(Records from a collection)

-------

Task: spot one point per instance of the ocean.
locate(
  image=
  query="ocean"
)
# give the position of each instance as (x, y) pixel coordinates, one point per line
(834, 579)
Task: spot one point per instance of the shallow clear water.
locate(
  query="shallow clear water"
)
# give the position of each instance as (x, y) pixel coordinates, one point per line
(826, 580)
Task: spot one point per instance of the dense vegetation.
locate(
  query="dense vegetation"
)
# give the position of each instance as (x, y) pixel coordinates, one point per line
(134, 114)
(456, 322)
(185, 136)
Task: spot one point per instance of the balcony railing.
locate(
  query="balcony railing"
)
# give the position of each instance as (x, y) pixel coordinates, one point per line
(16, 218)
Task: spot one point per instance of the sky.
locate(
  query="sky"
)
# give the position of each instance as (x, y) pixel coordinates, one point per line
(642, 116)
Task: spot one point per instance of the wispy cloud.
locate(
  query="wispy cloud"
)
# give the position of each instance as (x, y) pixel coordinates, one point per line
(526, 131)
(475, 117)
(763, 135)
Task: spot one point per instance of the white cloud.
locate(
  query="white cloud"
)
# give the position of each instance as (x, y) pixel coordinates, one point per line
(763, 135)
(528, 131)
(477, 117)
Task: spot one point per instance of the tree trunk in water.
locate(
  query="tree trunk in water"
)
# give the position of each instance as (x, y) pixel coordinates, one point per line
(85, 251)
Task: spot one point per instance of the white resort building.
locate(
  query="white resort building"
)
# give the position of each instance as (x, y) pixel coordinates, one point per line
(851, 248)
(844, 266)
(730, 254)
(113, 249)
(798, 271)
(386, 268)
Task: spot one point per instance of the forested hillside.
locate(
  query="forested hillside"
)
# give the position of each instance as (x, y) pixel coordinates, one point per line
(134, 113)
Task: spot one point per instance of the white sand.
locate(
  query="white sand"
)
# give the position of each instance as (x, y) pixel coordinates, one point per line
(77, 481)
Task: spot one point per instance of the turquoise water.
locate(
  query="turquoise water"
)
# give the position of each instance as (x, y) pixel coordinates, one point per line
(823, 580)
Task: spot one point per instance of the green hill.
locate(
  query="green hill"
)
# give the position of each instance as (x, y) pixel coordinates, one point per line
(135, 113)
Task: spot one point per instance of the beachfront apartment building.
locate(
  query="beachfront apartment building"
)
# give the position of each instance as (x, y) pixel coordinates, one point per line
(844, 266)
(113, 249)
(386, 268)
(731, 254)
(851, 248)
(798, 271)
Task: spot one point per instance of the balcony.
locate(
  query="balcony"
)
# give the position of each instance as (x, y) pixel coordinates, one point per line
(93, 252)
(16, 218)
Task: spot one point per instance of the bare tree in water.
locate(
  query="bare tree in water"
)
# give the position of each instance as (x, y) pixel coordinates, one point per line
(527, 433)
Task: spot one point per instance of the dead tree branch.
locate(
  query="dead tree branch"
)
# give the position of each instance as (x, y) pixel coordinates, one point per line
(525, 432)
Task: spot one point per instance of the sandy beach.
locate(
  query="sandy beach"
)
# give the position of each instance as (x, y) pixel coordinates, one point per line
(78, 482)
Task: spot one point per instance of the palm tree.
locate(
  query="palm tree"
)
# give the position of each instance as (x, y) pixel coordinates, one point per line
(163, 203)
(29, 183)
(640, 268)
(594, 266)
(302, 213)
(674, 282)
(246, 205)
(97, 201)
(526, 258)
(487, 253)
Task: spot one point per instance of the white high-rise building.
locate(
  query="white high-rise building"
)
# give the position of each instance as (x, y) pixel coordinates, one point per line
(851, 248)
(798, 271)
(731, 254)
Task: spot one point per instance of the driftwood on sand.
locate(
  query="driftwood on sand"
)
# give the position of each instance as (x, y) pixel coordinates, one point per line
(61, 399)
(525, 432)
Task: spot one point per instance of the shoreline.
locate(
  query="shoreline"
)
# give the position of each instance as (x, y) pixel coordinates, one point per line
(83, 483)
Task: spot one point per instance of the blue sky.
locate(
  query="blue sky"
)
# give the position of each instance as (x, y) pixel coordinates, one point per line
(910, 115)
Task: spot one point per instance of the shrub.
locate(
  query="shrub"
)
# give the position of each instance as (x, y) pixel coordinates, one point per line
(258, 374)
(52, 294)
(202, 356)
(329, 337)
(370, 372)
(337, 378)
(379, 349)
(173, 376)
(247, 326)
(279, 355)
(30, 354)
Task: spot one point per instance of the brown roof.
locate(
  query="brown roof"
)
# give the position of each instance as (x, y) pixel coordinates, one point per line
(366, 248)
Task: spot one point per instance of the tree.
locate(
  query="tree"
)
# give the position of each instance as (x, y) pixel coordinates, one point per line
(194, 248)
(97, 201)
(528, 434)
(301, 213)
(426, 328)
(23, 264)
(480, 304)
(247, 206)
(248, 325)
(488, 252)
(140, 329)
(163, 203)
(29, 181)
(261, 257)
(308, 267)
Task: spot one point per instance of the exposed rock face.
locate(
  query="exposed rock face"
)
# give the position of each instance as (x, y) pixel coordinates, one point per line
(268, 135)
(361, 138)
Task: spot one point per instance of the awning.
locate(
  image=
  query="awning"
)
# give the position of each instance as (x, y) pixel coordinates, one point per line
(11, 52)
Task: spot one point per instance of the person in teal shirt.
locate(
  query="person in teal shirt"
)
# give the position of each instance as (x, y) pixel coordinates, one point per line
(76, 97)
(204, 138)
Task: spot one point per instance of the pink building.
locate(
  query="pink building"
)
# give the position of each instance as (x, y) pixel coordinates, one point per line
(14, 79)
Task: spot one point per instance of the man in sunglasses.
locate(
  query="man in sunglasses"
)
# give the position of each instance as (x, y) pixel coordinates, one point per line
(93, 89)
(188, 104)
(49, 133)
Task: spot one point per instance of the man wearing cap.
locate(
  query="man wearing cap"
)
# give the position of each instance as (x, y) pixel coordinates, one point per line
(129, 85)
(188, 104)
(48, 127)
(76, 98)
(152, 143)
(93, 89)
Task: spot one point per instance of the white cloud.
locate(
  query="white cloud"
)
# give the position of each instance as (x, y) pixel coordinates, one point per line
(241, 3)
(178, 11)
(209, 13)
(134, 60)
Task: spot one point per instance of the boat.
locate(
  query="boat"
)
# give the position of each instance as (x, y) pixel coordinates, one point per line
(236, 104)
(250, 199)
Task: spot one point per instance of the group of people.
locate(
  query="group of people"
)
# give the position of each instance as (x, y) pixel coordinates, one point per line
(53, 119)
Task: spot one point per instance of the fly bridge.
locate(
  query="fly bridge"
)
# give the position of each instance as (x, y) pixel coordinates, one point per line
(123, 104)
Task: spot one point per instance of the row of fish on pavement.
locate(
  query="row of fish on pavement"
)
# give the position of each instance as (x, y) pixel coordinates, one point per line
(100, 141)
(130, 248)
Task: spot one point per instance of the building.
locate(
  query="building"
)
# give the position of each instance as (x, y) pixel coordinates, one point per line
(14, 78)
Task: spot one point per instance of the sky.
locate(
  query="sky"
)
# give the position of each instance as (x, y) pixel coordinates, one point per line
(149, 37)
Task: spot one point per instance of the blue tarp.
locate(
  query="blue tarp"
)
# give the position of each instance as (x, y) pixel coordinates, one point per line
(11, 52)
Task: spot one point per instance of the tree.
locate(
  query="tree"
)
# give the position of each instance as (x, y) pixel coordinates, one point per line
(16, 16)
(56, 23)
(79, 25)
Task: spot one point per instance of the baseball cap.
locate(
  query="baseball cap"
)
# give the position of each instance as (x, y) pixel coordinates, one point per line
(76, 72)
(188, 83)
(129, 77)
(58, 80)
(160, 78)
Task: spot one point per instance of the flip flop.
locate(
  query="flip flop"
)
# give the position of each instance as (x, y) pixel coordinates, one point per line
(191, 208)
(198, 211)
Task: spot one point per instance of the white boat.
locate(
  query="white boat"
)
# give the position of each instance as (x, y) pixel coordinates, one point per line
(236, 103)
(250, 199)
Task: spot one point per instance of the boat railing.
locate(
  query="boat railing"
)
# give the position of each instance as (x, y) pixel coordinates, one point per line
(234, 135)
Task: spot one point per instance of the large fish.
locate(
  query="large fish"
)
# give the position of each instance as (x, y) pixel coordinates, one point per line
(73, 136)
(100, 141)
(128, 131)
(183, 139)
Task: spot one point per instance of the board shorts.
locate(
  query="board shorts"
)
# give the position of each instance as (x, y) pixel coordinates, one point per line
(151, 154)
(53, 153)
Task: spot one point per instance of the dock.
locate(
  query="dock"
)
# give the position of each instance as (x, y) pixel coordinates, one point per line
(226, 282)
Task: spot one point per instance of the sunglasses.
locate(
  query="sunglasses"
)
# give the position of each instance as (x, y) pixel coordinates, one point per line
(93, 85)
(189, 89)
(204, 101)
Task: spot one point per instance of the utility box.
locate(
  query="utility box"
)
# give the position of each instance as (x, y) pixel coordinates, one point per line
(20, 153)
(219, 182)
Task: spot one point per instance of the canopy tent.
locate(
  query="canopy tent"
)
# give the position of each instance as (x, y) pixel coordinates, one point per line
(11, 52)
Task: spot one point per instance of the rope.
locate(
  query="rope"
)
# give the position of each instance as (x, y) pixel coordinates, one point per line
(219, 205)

-------

# [Task description]
Say how many lines in the records above hold "wispy", and give no other text.

# [Written answer]
2